Segment Start: Material for this task
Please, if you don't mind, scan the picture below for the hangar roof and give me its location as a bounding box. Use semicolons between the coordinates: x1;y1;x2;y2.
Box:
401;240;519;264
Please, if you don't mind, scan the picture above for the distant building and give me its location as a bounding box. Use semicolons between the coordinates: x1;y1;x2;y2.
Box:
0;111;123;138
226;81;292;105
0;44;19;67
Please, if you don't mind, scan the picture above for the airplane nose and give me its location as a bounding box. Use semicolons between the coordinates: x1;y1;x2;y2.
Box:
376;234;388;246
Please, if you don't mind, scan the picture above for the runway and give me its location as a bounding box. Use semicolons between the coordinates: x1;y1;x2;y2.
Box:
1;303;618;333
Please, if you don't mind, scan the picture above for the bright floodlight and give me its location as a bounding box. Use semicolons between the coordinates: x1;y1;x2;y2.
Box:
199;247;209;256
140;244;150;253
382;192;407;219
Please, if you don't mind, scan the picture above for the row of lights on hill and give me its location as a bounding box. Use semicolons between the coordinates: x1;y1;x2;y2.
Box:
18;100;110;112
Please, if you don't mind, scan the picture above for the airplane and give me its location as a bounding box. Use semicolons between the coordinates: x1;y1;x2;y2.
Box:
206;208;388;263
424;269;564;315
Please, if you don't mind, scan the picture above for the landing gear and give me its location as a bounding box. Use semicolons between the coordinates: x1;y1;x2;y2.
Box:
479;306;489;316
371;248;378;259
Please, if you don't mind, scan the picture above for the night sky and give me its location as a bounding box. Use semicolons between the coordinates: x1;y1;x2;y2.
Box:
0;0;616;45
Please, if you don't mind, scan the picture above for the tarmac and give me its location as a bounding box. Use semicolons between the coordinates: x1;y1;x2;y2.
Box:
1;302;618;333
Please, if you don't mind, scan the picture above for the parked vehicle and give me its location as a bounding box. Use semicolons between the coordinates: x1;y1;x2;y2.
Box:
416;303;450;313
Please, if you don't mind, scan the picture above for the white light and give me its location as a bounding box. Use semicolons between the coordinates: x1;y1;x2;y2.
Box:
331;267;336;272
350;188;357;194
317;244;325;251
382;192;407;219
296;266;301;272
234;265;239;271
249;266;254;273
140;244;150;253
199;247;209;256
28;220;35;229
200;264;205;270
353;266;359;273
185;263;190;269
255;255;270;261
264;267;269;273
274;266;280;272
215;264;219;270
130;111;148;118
Segment End: Material for this task
• [Exercise instructions] Every line from the data above that contains "airplane" must appear in the answer.

• [Exercise answer]
Please, if you don't mind, scan the picture above for the airplane nose and give me its location as a bounding box. Use semicolons between the coordinates: x1;y1;x2;y2.
Please, if you don't mind, scan the picture above for the airplane and give me its location as a bounding box. Use semicolons between the coordinates: x1;y1;x2;y2.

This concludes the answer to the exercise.